→ Task goal
Print out the records in full, keeping each word unchanged.

Extracted data Block Start

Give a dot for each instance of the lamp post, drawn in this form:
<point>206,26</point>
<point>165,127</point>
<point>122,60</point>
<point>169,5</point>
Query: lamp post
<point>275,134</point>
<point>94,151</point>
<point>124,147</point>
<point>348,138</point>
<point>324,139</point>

Extracted data Block End

→ Solution below
Give a dot for each instance of the lamp post, drawn in this form:
<point>206,26</point>
<point>165,127</point>
<point>122,60</point>
<point>169,5</point>
Query: lamp post
<point>275,134</point>
<point>94,151</point>
<point>124,147</point>
<point>348,138</point>
<point>324,139</point>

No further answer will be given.